**DATASET EXCERPTS:**

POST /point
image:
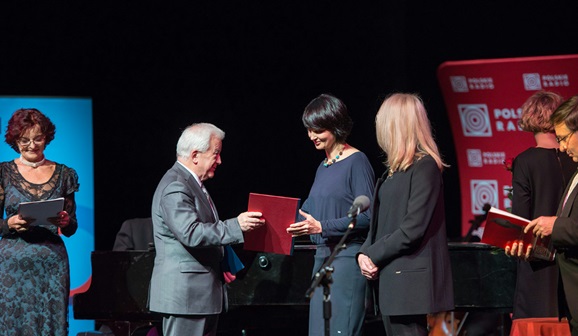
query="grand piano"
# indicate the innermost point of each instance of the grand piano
(269, 294)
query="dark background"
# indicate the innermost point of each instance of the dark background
(250, 67)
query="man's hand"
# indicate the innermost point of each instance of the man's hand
(250, 220)
(309, 226)
(516, 249)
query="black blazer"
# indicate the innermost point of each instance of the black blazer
(135, 234)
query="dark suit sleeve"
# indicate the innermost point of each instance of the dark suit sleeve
(425, 186)
(565, 231)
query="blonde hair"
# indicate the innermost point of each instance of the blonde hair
(537, 110)
(404, 132)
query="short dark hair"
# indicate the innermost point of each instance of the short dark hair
(567, 113)
(24, 119)
(327, 113)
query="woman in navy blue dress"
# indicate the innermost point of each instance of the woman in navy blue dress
(341, 177)
(406, 253)
(34, 269)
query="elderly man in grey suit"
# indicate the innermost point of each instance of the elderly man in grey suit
(187, 284)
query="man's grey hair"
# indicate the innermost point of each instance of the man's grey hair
(197, 137)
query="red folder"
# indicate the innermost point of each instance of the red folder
(503, 228)
(279, 212)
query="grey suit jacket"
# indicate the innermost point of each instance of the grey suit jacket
(187, 276)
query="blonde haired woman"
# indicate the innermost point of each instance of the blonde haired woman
(405, 254)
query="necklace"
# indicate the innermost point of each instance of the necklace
(327, 162)
(32, 164)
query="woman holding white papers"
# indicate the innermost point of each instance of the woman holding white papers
(34, 269)
(341, 177)
(540, 175)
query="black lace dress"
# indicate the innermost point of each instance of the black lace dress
(34, 269)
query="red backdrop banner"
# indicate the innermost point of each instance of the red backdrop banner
(483, 100)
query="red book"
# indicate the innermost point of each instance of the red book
(503, 228)
(279, 212)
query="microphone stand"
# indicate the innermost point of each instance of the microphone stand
(324, 278)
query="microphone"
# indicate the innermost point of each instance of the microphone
(360, 204)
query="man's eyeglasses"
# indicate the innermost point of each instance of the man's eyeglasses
(564, 138)
(25, 141)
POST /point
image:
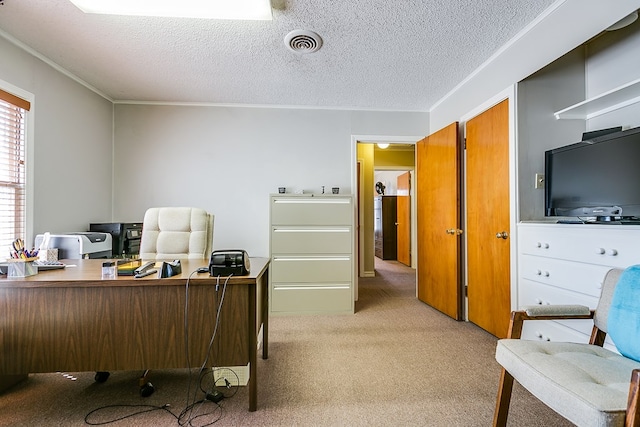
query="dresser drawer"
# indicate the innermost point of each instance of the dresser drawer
(309, 298)
(548, 330)
(328, 210)
(609, 245)
(574, 276)
(532, 293)
(312, 269)
(311, 240)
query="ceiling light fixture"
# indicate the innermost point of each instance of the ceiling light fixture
(205, 9)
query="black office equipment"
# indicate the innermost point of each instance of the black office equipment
(229, 262)
(125, 237)
(169, 269)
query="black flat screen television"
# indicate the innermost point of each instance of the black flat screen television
(598, 178)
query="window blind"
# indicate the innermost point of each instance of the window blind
(12, 170)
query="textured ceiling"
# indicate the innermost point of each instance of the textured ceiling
(377, 54)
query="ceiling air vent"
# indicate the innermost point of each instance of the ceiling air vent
(303, 41)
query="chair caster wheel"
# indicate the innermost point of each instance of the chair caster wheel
(101, 376)
(147, 390)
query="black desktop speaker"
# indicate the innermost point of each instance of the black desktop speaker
(229, 262)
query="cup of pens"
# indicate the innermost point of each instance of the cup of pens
(20, 252)
(21, 261)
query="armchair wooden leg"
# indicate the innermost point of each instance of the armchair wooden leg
(633, 412)
(503, 399)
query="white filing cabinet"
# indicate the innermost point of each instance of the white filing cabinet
(312, 245)
(566, 264)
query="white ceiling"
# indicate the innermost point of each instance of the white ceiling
(401, 55)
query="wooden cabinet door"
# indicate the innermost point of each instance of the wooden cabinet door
(438, 221)
(488, 234)
(403, 218)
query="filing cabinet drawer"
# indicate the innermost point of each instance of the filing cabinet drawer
(316, 269)
(327, 298)
(327, 210)
(310, 240)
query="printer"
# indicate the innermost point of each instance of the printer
(79, 245)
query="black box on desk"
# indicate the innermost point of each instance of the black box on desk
(125, 237)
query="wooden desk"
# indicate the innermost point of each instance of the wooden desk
(71, 320)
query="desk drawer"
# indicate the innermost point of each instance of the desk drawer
(311, 240)
(310, 298)
(312, 269)
(328, 210)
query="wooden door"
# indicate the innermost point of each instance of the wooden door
(403, 219)
(438, 221)
(488, 234)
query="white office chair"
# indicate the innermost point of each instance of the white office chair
(176, 233)
(168, 234)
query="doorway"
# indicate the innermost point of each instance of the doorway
(369, 160)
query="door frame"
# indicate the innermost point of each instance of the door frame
(358, 236)
(509, 93)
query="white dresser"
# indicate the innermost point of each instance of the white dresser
(312, 245)
(565, 264)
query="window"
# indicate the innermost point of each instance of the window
(12, 169)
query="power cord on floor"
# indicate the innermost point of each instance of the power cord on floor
(148, 408)
(196, 410)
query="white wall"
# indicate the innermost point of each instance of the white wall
(72, 143)
(228, 160)
(567, 24)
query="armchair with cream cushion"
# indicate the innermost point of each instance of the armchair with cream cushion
(170, 233)
(584, 382)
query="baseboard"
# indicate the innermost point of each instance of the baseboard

**TASK INSTRUCTIONS:**
What is needed is a verbatim transcription of the records, minus the pictures.

**YOUR SOLUTION:**
POST /point
image:
query="grand piano"
# indicate the innermost point of each instance of the grand piano
(269, 294)
query="dark background"
# indicate the innermost point of each instance of the dark background
(250, 67)
query="man's hand"
# indicate the innermost point of each instance of the man's hand
(250, 220)
(309, 226)
(516, 249)
query="black blazer"
# indicate the innermost point of each instance of the black blazer
(135, 234)
query="dark suit sleeve"
# indicate the innermost point of each instance of the dark suit sleeve
(425, 186)
(565, 231)
query="blonde hair"
# indicate the innermost point of each instance of the blonde hair
(537, 110)
(404, 132)
query="short dark hair"
# indicate the innermost point of each instance of the short dark hair
(567, 113)
(24, 119)
(327, 113)
query="woman in navy blue dress"
# indicate the innermost point of each instance of the woman in navy blue dress
(341, 177)
(406, 253)
(34, 269)
query="elderly man in grey suit"
# indicate the innermost point of each instance of the elderly man in grey suit
(187, 284)
query="man's grey hair"
# indicate the innermost point of each instance of the man's grey hair
(197, 137)
query="red folder"
# indicate the innermost point of each instance of the red folder
(503, 228)
(279, 212)
query="grey suit jacket"
# indicate the innermost point of each instance of the grey suit jacket
(187, 276)
query="blonde haired woman"
# indicate the innermost point of each instance of the blonde haired woman
(405, 254)
query="necklace"
# indicate the innermost point of each instance of the necklace
(327, 162)
(32, 164)
query="woman holding white papers"
# indicate the innermost point of each instance of the woman holding white papers
(34, 269)
(341, 177)
(540, 175)
query="black lace dress"
# indicate the innermost point of each instance of the black lace dress
(34, 269)
query="red backdrop banner"
# indicate the innermost point of each instance of the red backdrop banner
(483, 100)
query="red book"
# indicate the innermost point of each instance of the red book
(503, 228)
(279, 212)
query="microphone stand"
# indicate the innermost point of each instance of the microphone stand
(324, 278)
query="microphone"
# indicate the innermost point of each instance of the microphone
(360, 204)
query="man's eyeglasses"
# indicate the innermost point of each instance of the man's eyeglasses
(564, 138)
(25, 141)
POST /point
image:
query="dresser drawer"
# indicate the innermost point of each instance of the dresser drawer
(309, 298)
(548, 330)
(328, 210)
(609, 245)
(574, 276)
(532, 293)
(312, 269)
(311, 240)
query="ceiling light fixture"
# indicate the innermost point of each instance of the ceiling light fixture
(205, 9)
query="black office equipment"
# indicate the innermost point of each instance of the black office equipment
(229, 262)
(125, 237)
(169, 269)
query="black flat screen television"
# indicate the innermost point of each instance of the black flat screen television
(598, 178)
query="window blind"
# indicate the innermost point of each instance of the window blind
(12, 170)
query="textured ceiling"
# indicate the innermost point of each instance of the textured ceiling
(377, 54)
query="ceiling air vent"
# indicate the innermost point of each instance of the ceiling air vent
(303, 41)
query="chair caster wheel"
# indicate the innermost point of each instance of the chair caster wheel
(101, 376)
(147, 390)
query="black desktop speaker"
# indicate the innermost point of each instance of the black desktop speaker
(229, 262)
query="cup of pens"
# indicate the innermost point of each instance of the cup of pens
(20, 252)
(21, 261)
query="armchair wooden leg"
# indicate the innermost point of each instance of the armchair wooden leg
(633, 412)
(503, 399)
query="white filing cabinet"
# indicate the innermost point of each instance of the white filing cabinet
(312, 245)
(566, 264)
query="white ceiling"
# indicate the innermost point of each instance of the white ceiling
(401, 55)
query="wooden cabinet door"
# indicate the innermost point of each instance of the wooden cabinet door
(438, 221)
(488, 234)
(403, 218)
query="filing cabinet drawer"
# indicate the innermost point of each instance of the filing cabinet drawer
(316, 269)
(327, 298)
(327, 210)
(310, 240)
query="printer"
# indicate the innermost point of each instance of the printer
(79, 245)
query="black box on desk"
# indicate the innermost point of each instance of the black box on desk
(125, 237)
query="wooden desk"
# indicate the innermost point of each instance of the wooden desk
(71, 320)
query="desk drawer"
# indicate the innermost point of each instance of the desk drawer
(311, 240)
(310, 298)
(312, 269)
(328, 210)
query="wooden door"
# indicate the innermost point of each instance of the wooden door
(403, 219)
(438, 221)
(488, 234)
query="white office chair"
# indicate the innermost point of each instance of the white office chair
(176, 233)
(168, 234)
query="doorway"
# indicate the innermost point of each instance of the doorway
(369, 160)
query="door frame"
# indicate the innermost point of each instance of the door frame
(358, 236)
(509, 93)
query="white dresser"
# indicate the innermost point of each instance of the white dresser
(312, 245)
(565, 264)
query="window"
# indicate the innermost point of each instance of the window
(12, 169)
query="power cord on floor"
# indicate the innermost point of each instance of the power cord on floor
(148, 408)
(196, 410)
query="white wall"
# indicate the innermost point of each instance of the white wall
(72, 143)
(228, 160)
(567, 24)
query="armchair with cream cushion"
# indicate the innermost point of each instance of the armchair with cream cushion
(170, 233)
(584, 382)
query="baseboard"
# indicate the innermost point of each instance of the baseboard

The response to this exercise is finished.